EXERCISE: Make an exact copy of the records, with the images left out.

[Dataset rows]

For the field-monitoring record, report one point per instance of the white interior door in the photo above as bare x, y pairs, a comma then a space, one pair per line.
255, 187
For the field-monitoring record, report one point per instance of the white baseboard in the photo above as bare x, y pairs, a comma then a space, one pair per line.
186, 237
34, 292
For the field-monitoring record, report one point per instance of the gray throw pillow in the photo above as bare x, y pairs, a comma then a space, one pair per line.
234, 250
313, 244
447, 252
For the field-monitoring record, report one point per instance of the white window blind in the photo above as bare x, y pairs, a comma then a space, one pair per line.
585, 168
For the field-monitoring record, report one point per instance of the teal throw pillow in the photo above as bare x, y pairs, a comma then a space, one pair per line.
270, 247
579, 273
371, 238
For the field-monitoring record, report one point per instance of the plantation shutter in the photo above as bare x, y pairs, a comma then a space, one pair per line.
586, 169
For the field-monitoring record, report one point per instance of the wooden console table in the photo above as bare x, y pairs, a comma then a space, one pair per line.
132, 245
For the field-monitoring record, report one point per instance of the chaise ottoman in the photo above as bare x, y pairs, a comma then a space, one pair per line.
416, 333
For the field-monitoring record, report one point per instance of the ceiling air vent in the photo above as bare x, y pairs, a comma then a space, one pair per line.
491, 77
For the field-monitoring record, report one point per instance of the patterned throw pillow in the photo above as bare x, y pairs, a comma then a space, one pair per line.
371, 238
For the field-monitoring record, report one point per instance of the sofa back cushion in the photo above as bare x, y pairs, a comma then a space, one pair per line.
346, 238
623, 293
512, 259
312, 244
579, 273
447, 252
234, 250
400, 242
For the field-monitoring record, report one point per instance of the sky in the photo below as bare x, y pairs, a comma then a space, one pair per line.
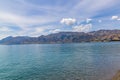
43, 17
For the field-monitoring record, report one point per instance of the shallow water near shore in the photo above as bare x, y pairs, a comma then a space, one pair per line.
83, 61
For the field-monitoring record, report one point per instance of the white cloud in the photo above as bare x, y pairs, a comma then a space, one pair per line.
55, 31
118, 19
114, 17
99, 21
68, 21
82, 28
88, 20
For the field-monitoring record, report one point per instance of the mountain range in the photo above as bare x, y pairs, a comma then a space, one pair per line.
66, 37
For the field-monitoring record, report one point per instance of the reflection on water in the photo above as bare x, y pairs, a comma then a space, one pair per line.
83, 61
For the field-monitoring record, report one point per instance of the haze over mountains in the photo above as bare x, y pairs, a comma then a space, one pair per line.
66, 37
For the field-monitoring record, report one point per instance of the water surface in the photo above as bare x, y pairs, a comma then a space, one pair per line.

REPLY:
For the field-monitoring record, report one point per instance of the white interior door in the photo above as bare x, y pairs, a comma then a space, one pair per line.
255, 187
For the field-monitoring record, report one point per instance of the white baseboard in the photo above as bare x, y pairs, a comma then a space, one pair per line.
186, 237
34, 292
For the field-monitoring record, report one point per instance of the gray throw pillow in the photo above as bare x, y pairs, a comma then a space, one pair per line.
234, 250
313, 244
447, 252
For the field-monitoring record, report one point per instance of the white window blind in the photo above as bare x, y pairs, a comma then a space, one pair per line.
585, 168
For the field-monitoring record, report one point per instance of the teal throw pillow in the photo above as bare x, y pairs, a comma then a space, one pair per line.
270, 247
579, 273
371, 238
For the field-monitoring record, report one point per instance of the plantation shutter in the photo above as bare x, y pairs, a comma then a space, one pair per line.
586, 169
For the field-monitoring record, report one point per instance of the wooden console table in the photo above as bare x, y pairs, a comma then a space, one pair per line.
132, 245
For the field-monitoring record, report one point per instance of the chaise ottoman in the photo above as bare x, y pairs, a comma then a space, one pair per line.
416, 333
For the field-monitoring record, report one point per instance of the ceiling air vent in the photo above as bare x, y pairs, a comma then a space, one pair per line.
491, 77
For the field-monitoring record, report one point per instance of the patterned throw pillow in the photo above as bare x, y pairs, a comma then a space, one pair per line.
371, 238
For the field-monitoring record, report one point per instance of the sofa back cushion in the photo above as bare x, y pairs, a comma then a space, one pair per line.
346, 238
623, 293
512, 259
312, 244
579, 273
447, 252
234, 250
400, 242
For the field-monitoring record, report one point per instance of the sky in the photo below as bare x, y pairs, a comma then a space, one pair per line.
43, 17
For the field-monitoring record, report one point per instance of the shallow water near shore in the photo above as bare x, y pairs, a comma then a space, one pair per line.
83, 61
For the field-monitoring record, report one point per instance of the white cloud in the photo above as bare x, y pairs, a comma then a space, one pair per line.
55, 31
118, 19
114, 17
99, 21
68, 21
82, 28
88, 20
For the field-monitoring record, report one point per instance of the mountain range in the photo above as bare x, y pairs, a comma then a space, one pair per line.
66, 37
For the field-monitoring record, report one point per instance of the reflection on water in the photo above as bare x, y pairs, a comma then a space, one pair per line.
83, 61
For the field-monitoring record, report one point per instance of the haze over mountains in the photo above as bare x, y pairs, a comma then a space, one pair per line.
66, 37
For the field-monitoring record, report one point per instance of the water surface in the photo above as bare x, y pairs, a comma then a space, one pair per line.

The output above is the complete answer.